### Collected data
• • • • •

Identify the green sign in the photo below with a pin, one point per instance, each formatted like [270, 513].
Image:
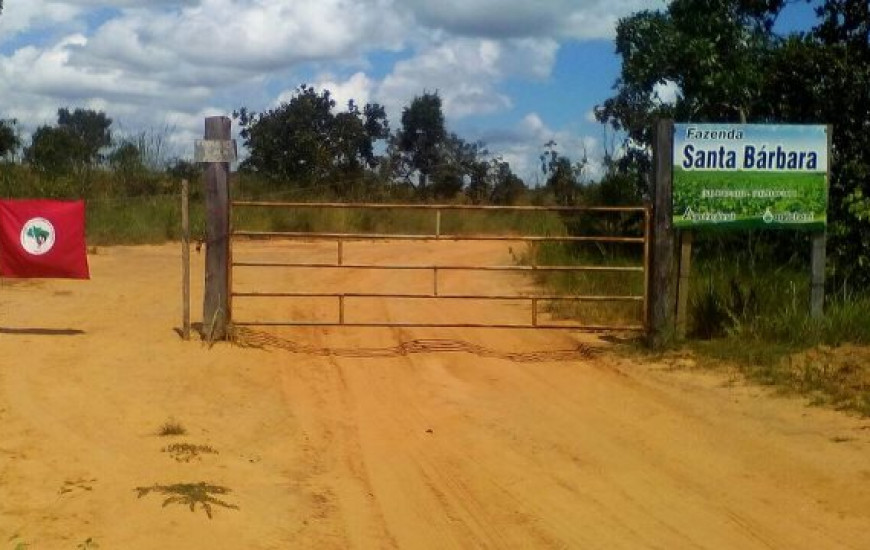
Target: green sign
[750, 176]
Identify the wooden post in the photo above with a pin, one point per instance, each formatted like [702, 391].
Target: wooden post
[817, 261]
[216, 313]
[683, 285]
[661, 282]
[817, 295]
[185, 260]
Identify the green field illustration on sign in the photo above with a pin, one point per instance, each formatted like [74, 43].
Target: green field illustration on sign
[750, 177]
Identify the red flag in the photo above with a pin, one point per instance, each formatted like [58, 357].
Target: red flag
[43, 238]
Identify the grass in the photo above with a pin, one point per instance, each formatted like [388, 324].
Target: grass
[190, 495]
[186, 452]
[171, 428]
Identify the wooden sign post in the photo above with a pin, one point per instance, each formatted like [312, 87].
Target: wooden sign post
[661, 274]
[217, 151]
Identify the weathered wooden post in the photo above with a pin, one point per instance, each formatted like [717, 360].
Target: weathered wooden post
[185, 260]
[661, 274]
[217, 151]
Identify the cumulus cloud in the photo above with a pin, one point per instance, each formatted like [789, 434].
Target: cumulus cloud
[466, 72]
[160, 63]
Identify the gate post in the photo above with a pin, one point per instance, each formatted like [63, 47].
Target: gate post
[661, 274]
[216, 310]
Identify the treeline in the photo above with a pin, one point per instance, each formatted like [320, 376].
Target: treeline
[305, 144]
[727, 63]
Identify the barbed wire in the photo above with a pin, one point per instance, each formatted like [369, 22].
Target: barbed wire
[249, 338]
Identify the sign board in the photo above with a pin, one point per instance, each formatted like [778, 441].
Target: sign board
[750, 176]
[214, 150]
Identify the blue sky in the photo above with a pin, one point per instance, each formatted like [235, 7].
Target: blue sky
[514, 73]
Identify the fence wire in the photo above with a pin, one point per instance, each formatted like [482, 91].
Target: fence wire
[249, 338]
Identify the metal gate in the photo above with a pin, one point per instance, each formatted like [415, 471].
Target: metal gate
[436, 234]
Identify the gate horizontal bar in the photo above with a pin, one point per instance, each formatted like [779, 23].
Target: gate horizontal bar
[400, 237]
[540, 298]
[381, 206]
[638, 269]
[435, 325]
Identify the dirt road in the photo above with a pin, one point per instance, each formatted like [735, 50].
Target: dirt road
[430, 450]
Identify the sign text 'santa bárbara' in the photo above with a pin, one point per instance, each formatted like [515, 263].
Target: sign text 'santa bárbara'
[750, 176]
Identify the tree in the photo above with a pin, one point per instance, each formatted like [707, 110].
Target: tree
[53, 151]
[507, 188]
[91, 130]
[305, 142]
[729, 66]
[422, 136]
[9, 139]
[564, 177]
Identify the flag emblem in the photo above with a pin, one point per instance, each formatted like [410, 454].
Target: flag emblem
[37, 236]
[42, 238]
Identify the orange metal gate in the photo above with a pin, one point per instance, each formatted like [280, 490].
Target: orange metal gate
[437, 235]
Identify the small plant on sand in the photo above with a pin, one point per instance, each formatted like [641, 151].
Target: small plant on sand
[190, 494]
[185, 452]
[171, 427]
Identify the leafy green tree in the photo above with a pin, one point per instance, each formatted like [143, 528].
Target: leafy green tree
[305, 142]
[730, 66]
[128, 164]
[53, 151]
[9, 138]
[90, 128]
[507, 187]
[564, 177]
[422, 136]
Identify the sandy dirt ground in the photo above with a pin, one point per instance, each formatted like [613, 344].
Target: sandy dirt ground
[425, 450]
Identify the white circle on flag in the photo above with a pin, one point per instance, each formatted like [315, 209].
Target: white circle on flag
[37, 236]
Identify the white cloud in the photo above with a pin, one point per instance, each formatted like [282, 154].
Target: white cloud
[466, 73]
[358, 88]
[158, 63]
[523, 145]
[22, 15]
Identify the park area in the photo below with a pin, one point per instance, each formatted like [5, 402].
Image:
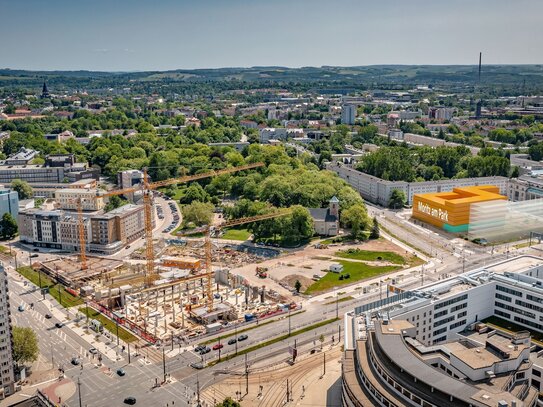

• • • • •

### SET TASK
Count the lines of the items that contain the string "emblem", with case counting, and give only the number.

### RESULT OF THE EXERCISE
2